FRAGMENTO PROPORCIONADO
⁂
[8] Una completa revisión de la metodología y resultados de las investigaciones sobre la tasa de retorno de la inversión en educación puede encontrarse en Psacharopoulos (1994). En cualquier caso, y sintéticamente, los principales resultados de esas investigaciones pueden resumirse en los siguientes: los rendimientos sociales y privados de la inversión en educación disminuyen a lo largo del tiempo y en función del nivel de la renta per cápita del país; el rendimiento de la inversión en educación de las mujeres es superior al de los hombres; diferentes tipos de curricula arrojan diferentes tasas de rendimiento; existen amplias variaciones en el rendimiento de la educación superior; los rendimientos varían en función del sector productivo en el que se emplee el trabajador tras su periodo formativo. (Psacharopoulos, 1994, p. 1327).
[9] Las referencias pioneras al respecto son Taubman y Wales (1973) y Stiglitz (1975).
[10] Esto significaba un distanciamiento radical del excesivo simplismo de los supuestos antropológicos de la teoría del capital humano de los años sesenta y setenta en donde, arbitraria y explícitamente, se asumía que tanto las preferencias como las capacidades personales venían dadas y eran semejantes entre todos los individuos (Blaug, 1976, p. 830).
⁂
PREGUNTAS DE ESTUDIO
1. ¿Qué obras señala el fragmento proporcionado como referencias pioneras?
2. Devuelve tal cual la parte del fragmento proporcionado que empieza en "[9] Las referencias" y termina en "1976, p. 830).".

EXTRACTOS DE DATOS
⁂
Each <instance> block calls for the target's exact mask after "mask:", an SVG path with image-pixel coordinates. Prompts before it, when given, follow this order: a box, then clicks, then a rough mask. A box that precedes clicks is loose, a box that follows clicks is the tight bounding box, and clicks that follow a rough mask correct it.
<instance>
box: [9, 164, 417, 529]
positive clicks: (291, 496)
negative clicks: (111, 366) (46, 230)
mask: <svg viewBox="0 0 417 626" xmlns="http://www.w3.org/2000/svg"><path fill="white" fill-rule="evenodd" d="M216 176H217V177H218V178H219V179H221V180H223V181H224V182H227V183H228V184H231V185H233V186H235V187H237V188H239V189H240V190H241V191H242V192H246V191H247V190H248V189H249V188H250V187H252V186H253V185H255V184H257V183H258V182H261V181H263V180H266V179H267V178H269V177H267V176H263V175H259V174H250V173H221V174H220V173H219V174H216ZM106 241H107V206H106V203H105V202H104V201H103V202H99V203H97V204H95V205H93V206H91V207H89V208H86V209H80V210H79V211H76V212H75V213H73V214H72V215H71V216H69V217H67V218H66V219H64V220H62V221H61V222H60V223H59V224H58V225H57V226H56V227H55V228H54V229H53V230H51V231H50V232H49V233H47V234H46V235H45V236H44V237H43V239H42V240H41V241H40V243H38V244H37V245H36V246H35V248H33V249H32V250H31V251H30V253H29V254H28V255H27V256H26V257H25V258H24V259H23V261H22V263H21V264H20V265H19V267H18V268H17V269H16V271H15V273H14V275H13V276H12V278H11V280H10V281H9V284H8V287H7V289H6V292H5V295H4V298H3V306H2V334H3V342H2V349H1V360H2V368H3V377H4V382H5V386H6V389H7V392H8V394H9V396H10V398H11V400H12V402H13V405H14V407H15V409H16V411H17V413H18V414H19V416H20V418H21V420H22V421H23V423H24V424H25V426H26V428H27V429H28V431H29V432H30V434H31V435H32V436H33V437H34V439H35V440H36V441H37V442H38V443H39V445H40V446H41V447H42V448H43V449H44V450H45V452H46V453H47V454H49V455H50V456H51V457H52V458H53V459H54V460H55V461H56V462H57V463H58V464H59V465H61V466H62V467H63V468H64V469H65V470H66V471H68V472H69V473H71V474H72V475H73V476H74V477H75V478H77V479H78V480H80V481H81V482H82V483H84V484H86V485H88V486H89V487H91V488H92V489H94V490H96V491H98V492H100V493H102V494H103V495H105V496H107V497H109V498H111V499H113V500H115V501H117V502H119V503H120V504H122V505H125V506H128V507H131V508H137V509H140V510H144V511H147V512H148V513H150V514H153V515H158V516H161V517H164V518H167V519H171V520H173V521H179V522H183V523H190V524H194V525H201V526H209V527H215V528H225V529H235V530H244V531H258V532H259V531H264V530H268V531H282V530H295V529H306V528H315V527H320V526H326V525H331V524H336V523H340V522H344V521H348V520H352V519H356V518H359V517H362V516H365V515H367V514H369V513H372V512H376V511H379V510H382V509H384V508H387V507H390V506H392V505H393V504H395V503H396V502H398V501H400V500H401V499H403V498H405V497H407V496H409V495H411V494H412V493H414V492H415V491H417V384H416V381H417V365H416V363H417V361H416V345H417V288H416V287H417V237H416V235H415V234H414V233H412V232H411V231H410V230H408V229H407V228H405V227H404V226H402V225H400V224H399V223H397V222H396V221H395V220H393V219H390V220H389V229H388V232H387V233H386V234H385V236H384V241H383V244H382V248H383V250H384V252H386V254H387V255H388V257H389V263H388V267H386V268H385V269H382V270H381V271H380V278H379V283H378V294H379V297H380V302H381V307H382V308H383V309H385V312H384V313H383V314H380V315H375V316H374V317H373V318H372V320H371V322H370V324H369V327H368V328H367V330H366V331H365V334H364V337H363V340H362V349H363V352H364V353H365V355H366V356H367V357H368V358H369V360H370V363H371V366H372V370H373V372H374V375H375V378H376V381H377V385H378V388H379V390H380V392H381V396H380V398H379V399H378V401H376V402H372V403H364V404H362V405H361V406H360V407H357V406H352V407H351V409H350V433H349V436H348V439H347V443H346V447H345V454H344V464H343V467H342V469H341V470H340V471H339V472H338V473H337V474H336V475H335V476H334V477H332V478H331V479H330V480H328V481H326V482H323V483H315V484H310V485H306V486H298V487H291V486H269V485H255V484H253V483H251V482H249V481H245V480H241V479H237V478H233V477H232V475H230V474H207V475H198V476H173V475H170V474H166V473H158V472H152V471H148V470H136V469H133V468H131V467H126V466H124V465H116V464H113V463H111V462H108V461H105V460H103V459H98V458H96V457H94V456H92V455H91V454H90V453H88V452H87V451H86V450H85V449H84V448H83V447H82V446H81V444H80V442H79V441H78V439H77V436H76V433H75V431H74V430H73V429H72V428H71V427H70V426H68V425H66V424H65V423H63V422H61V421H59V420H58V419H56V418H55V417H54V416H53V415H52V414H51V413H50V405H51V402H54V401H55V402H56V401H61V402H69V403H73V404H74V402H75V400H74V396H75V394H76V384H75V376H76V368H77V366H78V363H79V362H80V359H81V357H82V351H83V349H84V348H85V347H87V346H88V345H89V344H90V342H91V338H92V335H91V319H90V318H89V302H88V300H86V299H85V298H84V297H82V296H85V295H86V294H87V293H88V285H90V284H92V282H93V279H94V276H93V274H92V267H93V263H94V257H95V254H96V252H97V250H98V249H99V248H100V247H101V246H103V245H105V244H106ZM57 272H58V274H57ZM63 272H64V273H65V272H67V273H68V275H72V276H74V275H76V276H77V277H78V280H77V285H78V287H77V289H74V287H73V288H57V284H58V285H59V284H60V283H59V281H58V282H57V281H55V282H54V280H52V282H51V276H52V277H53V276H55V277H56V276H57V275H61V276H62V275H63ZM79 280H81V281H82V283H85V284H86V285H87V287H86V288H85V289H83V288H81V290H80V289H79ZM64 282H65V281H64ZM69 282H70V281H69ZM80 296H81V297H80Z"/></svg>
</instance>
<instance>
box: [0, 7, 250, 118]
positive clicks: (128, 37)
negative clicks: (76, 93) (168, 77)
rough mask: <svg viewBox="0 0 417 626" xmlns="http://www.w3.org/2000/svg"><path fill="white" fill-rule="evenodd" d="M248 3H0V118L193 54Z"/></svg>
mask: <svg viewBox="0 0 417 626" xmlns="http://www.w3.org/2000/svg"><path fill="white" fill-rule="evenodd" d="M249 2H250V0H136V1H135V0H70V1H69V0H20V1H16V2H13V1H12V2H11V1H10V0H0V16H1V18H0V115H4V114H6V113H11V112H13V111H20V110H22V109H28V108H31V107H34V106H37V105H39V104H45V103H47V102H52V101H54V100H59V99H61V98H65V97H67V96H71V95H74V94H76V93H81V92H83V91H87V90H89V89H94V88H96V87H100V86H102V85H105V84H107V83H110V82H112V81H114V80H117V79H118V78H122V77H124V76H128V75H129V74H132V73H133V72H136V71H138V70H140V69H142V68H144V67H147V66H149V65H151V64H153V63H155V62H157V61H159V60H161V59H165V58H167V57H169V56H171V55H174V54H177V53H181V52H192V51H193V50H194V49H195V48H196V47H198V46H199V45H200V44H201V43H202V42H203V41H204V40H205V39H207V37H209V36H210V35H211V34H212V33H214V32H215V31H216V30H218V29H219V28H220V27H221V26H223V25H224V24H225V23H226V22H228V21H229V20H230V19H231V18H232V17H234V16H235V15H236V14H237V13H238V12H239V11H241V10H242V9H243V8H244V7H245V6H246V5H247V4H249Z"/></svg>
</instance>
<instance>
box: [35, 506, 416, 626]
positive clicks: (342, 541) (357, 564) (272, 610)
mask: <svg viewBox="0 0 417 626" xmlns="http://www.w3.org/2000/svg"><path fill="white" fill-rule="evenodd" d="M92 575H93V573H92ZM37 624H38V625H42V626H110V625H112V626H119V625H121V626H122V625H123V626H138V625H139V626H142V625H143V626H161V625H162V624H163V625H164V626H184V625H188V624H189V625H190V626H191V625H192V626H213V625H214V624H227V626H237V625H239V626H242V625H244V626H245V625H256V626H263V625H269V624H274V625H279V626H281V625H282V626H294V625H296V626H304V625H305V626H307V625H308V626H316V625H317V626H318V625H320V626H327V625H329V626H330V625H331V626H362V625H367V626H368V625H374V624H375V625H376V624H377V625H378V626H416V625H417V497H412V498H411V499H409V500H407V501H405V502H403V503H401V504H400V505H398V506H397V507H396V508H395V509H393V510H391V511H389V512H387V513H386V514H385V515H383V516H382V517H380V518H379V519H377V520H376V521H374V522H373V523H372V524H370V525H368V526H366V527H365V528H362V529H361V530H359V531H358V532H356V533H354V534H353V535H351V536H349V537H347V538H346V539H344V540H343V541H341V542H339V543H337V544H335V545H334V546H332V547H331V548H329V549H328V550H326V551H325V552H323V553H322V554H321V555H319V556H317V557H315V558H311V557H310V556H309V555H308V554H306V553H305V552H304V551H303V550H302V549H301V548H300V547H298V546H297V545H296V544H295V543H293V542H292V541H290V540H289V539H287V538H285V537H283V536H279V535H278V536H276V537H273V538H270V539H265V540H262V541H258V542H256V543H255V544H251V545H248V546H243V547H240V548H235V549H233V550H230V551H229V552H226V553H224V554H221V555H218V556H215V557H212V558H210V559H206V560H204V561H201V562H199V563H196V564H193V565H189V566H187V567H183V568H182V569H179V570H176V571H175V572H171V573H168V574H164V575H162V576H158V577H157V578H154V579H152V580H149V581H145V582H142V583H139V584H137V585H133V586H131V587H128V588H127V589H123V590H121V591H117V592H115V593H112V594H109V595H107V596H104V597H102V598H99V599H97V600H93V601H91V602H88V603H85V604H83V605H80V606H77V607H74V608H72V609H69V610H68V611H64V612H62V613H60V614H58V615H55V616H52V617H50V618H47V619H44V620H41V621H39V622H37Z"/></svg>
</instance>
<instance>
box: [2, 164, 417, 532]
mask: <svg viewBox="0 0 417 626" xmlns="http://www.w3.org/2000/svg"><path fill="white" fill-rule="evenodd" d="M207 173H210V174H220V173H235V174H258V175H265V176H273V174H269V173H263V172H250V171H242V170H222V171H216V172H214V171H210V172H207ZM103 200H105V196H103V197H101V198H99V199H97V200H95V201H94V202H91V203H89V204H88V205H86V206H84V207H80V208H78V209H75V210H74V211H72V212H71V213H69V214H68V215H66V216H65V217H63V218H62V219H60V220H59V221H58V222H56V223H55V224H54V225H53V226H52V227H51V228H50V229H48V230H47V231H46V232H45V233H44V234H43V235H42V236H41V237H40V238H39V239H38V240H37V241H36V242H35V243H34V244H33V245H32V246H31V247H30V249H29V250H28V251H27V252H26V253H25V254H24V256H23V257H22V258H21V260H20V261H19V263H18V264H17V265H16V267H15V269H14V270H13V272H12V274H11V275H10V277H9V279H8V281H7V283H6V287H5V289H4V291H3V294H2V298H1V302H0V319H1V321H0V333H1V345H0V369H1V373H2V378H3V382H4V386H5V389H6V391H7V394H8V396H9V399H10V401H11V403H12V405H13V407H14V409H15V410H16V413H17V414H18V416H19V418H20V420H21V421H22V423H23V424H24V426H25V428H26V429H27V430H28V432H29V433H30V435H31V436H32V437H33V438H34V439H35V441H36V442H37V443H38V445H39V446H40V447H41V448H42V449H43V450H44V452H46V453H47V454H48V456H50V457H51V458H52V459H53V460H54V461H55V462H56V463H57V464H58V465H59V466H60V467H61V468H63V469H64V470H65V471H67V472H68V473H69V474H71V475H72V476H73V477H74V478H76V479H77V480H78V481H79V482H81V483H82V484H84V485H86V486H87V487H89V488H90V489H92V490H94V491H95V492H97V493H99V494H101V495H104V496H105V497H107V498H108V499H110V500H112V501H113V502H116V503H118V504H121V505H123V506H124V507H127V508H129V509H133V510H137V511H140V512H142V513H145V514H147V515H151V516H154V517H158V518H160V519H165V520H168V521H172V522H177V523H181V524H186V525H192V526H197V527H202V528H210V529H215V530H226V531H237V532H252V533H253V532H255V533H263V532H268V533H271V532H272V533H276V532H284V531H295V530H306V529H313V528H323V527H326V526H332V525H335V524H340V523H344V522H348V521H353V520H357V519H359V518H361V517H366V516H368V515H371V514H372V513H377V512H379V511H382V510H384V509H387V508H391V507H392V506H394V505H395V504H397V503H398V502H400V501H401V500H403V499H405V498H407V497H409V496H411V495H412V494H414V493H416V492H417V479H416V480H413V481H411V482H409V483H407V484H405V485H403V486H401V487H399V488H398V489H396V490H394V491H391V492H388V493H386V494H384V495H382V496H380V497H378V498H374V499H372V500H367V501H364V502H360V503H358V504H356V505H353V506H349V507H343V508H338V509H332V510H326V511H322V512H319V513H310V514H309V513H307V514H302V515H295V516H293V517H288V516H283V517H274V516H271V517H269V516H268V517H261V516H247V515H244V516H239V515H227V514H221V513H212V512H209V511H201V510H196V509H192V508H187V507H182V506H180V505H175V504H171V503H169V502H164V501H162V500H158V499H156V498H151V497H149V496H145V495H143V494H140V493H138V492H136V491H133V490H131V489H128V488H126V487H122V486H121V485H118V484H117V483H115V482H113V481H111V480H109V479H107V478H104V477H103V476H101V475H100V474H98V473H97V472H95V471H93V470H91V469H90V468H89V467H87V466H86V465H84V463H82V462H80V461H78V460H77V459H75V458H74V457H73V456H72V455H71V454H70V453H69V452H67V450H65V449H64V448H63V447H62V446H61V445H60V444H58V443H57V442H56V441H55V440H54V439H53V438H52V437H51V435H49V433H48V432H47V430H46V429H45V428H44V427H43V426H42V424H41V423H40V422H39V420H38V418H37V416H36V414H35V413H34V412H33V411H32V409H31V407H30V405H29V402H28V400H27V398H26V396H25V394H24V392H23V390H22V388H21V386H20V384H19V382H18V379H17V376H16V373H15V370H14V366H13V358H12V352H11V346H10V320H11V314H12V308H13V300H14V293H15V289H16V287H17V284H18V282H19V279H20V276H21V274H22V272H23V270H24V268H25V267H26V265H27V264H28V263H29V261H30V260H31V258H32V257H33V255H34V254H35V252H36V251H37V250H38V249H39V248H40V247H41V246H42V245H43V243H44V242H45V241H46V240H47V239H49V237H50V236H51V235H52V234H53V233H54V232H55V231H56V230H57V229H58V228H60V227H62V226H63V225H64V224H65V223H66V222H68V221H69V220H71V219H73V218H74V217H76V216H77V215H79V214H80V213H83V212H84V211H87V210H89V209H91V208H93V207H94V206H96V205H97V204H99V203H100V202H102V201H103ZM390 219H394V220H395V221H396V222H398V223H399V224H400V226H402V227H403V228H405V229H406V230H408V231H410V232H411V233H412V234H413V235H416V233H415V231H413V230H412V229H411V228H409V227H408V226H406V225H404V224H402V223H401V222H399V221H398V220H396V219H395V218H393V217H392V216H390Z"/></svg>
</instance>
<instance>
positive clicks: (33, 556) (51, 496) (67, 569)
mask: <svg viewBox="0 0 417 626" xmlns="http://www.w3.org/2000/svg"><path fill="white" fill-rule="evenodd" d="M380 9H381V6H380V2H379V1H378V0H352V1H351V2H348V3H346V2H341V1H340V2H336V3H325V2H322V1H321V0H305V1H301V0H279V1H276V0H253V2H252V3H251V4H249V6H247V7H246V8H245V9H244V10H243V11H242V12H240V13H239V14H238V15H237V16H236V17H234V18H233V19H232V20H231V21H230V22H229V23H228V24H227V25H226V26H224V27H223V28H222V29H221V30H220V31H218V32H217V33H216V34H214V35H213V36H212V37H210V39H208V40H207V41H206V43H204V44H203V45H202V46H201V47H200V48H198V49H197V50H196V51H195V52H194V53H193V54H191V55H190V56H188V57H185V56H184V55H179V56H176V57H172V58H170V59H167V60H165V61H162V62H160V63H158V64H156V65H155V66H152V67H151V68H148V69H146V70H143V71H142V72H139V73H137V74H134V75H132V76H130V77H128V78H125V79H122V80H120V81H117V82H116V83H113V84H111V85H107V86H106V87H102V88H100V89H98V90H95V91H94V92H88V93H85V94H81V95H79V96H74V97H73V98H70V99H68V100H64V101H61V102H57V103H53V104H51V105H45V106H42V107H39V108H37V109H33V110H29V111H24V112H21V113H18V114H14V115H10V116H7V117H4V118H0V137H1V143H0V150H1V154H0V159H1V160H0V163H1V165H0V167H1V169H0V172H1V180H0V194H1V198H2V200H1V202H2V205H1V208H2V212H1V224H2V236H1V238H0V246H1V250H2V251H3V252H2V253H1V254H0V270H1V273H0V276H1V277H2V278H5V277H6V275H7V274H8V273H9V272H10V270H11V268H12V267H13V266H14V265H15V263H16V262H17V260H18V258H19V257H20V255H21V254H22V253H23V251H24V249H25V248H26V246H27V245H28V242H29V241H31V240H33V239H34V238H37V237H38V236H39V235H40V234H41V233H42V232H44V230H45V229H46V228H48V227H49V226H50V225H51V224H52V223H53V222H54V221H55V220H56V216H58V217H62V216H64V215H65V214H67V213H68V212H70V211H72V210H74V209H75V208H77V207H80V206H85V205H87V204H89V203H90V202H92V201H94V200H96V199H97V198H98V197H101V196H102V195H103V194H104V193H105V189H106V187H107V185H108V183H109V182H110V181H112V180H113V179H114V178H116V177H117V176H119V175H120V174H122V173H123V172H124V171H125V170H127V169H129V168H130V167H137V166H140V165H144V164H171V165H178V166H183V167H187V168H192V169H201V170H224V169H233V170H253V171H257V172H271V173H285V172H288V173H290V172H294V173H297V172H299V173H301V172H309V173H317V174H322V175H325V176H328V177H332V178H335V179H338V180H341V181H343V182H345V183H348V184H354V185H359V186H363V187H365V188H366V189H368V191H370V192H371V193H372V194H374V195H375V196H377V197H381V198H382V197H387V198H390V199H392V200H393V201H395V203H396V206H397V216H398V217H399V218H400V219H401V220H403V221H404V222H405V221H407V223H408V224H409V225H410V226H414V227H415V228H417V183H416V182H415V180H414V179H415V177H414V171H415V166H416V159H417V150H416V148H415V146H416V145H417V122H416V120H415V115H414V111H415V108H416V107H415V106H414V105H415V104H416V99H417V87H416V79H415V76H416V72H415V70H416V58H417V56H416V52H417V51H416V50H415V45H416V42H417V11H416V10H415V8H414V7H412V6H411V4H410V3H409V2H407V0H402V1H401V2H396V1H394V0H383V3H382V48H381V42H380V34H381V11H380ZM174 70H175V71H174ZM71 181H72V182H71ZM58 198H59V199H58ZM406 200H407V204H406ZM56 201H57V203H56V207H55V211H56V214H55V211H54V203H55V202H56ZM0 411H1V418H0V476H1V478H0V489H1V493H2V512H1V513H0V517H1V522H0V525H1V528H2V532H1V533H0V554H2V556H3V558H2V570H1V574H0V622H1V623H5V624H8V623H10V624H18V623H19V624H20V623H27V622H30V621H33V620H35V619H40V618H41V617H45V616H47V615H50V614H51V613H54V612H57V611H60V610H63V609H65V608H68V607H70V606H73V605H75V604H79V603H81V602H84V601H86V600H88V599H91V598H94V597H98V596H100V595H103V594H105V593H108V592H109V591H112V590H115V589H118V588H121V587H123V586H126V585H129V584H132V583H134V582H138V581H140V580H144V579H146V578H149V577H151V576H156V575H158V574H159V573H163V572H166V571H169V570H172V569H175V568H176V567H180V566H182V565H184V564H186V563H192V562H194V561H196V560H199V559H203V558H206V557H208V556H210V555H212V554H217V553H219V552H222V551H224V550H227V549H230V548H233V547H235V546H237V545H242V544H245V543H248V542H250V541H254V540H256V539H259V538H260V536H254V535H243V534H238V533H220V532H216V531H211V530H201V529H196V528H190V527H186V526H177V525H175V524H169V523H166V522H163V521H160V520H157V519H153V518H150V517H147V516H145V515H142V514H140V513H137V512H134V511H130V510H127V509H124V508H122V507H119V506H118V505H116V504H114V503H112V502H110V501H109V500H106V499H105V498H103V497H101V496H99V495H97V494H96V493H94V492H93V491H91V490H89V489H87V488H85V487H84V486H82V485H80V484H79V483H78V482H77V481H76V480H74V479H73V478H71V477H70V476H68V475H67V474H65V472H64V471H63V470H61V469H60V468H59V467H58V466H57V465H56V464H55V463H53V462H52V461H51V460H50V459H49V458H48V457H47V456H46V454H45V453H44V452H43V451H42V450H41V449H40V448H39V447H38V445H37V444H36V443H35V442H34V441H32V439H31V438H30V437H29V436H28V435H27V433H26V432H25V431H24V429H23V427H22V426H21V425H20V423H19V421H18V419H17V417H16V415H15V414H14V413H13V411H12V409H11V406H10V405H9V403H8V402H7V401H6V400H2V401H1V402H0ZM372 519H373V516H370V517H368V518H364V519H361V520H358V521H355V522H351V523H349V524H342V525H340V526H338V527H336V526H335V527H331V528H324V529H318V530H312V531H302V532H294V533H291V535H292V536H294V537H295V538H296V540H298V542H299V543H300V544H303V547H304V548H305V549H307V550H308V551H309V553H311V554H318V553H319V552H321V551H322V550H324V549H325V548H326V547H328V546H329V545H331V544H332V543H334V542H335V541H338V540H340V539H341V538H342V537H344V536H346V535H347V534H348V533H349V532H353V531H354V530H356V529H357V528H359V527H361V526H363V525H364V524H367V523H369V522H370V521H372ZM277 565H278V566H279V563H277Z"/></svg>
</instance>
⁂
LISTA DE RESPUESTAS
1. Taubman y Wales (1973) y Stiglitz (1975).

2.
[9] Las referencias pioneras al respecto son Taubman y Wales (1973) y Stiglitz (1975).
[10] Esto significaba un distanciamiento radical del excesivo simplismo de los supuestos antropológicos de la teoría del capital humano de los años sesenta y setenta en donde, arbitraria y explícitamente, se asumía que tanto las preferencias como las capacidades personales venían dadas y eran semejantes entre todos los individuos (Blaug, 1976, p. 830).